Report only the number of lines in the data below that contain the string "correct". The match is case-sensitive.
--- START ---
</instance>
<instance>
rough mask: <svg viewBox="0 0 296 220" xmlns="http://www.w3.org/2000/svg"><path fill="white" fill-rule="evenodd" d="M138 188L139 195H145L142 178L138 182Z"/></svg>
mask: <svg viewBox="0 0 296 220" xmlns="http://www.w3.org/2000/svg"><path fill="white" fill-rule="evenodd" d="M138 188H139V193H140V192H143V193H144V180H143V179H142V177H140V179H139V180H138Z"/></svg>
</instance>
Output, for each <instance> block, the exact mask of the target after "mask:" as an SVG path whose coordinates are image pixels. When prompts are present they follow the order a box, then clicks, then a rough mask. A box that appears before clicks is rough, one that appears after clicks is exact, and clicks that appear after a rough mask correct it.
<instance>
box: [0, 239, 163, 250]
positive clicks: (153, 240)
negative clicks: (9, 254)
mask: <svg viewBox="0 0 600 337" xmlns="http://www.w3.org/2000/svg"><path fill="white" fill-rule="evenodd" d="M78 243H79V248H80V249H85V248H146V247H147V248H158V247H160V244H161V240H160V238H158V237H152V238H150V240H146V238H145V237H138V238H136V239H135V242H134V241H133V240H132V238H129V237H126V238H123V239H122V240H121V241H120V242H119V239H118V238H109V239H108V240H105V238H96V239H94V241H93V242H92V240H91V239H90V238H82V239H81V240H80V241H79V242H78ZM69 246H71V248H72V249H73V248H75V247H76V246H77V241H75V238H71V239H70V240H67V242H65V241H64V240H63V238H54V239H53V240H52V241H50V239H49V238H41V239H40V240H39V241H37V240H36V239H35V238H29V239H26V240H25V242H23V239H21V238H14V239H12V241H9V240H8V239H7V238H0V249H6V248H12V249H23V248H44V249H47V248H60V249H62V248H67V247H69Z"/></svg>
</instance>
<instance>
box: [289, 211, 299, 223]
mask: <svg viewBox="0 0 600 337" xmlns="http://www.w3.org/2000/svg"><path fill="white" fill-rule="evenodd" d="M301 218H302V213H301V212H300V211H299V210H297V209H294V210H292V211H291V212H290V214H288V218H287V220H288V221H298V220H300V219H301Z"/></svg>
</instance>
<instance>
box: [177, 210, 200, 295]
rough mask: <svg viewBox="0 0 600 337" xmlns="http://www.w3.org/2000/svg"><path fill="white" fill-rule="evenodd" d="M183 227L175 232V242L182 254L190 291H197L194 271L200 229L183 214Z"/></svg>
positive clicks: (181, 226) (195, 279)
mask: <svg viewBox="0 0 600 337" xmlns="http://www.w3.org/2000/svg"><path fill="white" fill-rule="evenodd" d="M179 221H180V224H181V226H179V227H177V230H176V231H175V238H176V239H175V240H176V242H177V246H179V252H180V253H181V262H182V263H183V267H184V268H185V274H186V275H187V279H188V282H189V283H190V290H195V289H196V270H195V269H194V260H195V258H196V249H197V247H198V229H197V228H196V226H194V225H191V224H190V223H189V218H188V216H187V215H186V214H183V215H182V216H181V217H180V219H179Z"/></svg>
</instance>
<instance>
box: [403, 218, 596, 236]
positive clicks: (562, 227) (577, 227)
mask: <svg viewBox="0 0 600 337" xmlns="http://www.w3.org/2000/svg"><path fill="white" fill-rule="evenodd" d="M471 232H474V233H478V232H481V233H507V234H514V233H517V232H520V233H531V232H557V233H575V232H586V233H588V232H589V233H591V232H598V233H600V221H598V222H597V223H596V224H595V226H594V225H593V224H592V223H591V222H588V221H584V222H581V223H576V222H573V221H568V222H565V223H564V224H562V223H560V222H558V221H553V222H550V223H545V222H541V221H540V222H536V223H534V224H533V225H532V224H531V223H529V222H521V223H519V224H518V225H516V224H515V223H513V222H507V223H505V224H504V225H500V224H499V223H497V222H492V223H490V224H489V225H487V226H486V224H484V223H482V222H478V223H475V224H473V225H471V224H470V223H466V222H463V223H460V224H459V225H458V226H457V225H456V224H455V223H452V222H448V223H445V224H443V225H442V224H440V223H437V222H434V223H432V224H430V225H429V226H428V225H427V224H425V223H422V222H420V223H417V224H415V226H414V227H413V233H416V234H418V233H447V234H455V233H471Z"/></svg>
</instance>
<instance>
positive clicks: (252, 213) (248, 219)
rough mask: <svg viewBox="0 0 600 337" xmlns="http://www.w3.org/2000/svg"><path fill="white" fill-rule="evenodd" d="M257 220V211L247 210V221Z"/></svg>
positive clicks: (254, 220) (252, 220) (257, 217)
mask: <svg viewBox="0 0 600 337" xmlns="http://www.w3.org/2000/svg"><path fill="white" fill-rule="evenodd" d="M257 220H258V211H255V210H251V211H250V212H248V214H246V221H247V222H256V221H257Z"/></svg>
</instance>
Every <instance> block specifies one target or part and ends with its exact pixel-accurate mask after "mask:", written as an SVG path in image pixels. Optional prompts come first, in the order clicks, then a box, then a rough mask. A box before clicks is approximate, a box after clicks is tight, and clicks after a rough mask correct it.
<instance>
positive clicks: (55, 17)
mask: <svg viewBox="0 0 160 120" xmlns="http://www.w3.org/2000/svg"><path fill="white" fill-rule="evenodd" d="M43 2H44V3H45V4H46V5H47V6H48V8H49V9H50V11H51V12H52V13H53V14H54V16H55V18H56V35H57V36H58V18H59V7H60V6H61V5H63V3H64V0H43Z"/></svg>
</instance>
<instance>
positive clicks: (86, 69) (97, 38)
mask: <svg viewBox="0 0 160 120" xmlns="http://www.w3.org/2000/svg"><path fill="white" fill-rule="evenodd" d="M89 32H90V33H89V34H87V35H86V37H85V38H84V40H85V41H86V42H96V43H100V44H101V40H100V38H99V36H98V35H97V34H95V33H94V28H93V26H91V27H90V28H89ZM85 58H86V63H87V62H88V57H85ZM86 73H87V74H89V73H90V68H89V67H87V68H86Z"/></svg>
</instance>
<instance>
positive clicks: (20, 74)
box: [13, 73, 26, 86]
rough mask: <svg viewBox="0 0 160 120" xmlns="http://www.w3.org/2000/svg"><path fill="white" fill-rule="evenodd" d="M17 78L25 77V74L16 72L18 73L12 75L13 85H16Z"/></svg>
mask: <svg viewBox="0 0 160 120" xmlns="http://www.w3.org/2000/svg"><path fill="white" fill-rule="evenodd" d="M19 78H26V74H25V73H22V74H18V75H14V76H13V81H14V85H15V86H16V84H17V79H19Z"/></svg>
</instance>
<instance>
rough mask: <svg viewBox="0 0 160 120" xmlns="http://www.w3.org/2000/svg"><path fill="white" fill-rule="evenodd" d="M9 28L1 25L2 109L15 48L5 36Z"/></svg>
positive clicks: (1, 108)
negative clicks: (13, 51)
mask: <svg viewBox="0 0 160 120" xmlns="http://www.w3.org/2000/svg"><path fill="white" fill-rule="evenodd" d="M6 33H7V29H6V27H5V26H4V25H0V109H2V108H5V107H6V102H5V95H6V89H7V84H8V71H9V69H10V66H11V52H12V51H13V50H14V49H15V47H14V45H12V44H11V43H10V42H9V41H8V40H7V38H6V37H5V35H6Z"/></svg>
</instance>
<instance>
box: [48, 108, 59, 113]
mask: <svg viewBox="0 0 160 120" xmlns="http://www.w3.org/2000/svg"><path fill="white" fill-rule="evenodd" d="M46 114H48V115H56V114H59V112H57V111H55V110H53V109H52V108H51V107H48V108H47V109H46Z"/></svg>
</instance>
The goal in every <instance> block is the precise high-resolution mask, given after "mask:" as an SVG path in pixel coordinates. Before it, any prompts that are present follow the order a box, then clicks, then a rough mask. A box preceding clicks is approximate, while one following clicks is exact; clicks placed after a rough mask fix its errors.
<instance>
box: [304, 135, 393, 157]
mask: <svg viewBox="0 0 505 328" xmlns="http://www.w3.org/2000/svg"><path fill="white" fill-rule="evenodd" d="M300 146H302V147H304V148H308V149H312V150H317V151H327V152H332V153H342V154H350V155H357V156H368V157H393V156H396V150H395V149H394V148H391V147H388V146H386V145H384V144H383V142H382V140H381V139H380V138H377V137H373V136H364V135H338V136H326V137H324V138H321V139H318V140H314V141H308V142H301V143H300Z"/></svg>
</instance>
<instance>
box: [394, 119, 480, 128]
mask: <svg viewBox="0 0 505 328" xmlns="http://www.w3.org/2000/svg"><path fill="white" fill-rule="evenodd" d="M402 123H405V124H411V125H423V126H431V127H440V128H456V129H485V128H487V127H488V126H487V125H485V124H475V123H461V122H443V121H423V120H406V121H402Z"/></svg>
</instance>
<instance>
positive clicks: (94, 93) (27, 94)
--- END ---
(ANSWER): 2